— BEGIN TASK MATERIAL —
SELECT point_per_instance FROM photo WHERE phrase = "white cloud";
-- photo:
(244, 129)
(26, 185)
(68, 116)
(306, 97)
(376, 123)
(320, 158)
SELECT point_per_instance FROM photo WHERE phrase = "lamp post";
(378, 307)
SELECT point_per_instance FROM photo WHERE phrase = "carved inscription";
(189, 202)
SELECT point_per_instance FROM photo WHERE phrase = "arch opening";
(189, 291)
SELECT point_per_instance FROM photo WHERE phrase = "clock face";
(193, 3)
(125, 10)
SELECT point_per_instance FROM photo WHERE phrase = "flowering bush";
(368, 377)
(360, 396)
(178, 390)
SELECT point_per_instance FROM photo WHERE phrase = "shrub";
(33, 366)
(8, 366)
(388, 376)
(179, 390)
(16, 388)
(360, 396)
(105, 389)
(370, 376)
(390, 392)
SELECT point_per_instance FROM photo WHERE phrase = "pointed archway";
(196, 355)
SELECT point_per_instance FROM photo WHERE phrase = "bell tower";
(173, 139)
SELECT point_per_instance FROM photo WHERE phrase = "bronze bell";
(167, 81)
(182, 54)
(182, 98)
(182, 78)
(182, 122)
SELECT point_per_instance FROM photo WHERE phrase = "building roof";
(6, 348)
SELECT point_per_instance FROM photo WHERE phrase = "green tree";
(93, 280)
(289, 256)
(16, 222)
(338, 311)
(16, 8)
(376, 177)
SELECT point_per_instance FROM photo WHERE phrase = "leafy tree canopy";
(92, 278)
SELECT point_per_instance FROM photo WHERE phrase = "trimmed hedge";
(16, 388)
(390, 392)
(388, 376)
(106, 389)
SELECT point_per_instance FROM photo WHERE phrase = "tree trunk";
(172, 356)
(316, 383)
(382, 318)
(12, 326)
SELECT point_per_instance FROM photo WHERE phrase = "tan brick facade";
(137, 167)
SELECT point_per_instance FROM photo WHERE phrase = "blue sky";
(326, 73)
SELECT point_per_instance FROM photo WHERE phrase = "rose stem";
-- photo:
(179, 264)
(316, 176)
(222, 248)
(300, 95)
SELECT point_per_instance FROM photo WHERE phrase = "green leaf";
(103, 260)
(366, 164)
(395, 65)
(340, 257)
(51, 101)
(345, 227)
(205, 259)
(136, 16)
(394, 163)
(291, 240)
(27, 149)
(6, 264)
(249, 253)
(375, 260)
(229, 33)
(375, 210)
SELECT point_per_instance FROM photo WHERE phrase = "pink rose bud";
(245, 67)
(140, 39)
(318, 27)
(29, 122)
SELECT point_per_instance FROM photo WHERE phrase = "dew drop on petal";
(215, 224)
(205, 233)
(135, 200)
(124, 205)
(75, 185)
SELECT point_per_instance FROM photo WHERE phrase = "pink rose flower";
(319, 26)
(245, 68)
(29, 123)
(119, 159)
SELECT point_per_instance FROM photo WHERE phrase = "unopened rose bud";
— END TASK MATERIAL —
YOUR GOAL:
Write every line of the material above again, exactly.

TASK OUTPUT:
SELECT point_per_instance FROM photo WHERE phrase = "white cloud";
-- photo:
(244, 129)
(26, 185)
(68, 116)
(306, 97)
(376, 123)
(320, 158)
SELECT point_per_instance FROM photo WHERE phrase = "lamp post";
(378, 307)
SELECT point_per_instance FROM photo WHERE phrase = "carved inscription";
(189, 202)
SELECT point_per_instance FROM photo WHERE phrase = "arch opening";
(189, 291)
SELECT point_per_instance FROM photo WHERE phrase = "clock face";
(193, 3)
(125, 10)
SELECT point_per_instance FROM photo WHERE phrase = "flowering bush";
(368, 377)
(360, 396)
(178, 390)
SELECT point_per_instance FROM photo WHERE phrase = "shrub";
(33, 366)
(8, 366)
(388, 376)
(179, 390)
(16, 388)
(360, 396)
(105, 389)
(370, 376)
(390, 392)
SELECT point_per_instance FROM photo WHERE phrase = "pointed archway";
(196, 355)
SELECT point_per_instance FROM photo WHERE phrase = "bell tower";
(173, 139)
SELECT point_per_instance FROM photo WHERE phrase = "bronze bell";
(167, 81)
(182, 54)
(182, 98)
(182, 78)
(182, 122)
SELECT point_per_instance FROM photo WHERE phrase = "building roof";
(6, 348)
SELECT point_per_instance FROM photo WHERE phrase = "green tree";
(93, 280)
(289, 256)
(16, 222)
(338, 311)
(16, 8)
(376, 177)
SELECT point_per_instance FROM photo WHERE phrase = "leafy tree canopy";
(92, 278)
SELECT point_per_instance FROM photo WHERE phrase = "trimmed hedge";
(16, 388)
(390, 392)
(388, 376)
(106, 389)
SELECT point_per_instance FROM photo WHERE phrase = "tree trunk";
(172, 356)
(316, 383)
(382, 318)
(12, 326)
SELECT point_per_instance FROM photo WHERE phrase = "tan brick facade";
(137, 167)
SELECT point_per_instance FROM photo WHERE phrase = "blue sky";
(326, 73)
SELECT point_per_instance FROM photo WHERE phrase = "rose stem";
-- photo:
(179, 264)
(316, 176)
(222, 248)
(300, 95)
SELECT point_per_instance FROM photo WHERE phrase = "green leaf";
(103, 260)
(366, 164)
(395, 65)
(340, 257)
(51, 101)
(345, 227)
(205, 259)
(136, 16)
(394, 163)
(291, 240)
(27, 149)
(6, 264)
(249, 253)
(375, 260)
(229, 33)
(375, 210)
SELECT point_per_instance FROM photo WHERE phrase = "pink rose bud";
(245, 67)
(140, 39)
(318, 27)
(29, 122)
SELECT point_per_instance FROM photo WHERE phrase = "dew drop on petal";
(215, 224)
(205, 233)
(135, 200)
(124, 205)
(75, 185)
SELECT point_per_instance FROM photo WHERE phrase = "pink rose flower";
(319, 26)
(245, 68)
(29, 123)
(119, 159)
SELECT point_per_instance FROM photo WHERE phrase = "unopened rose bud";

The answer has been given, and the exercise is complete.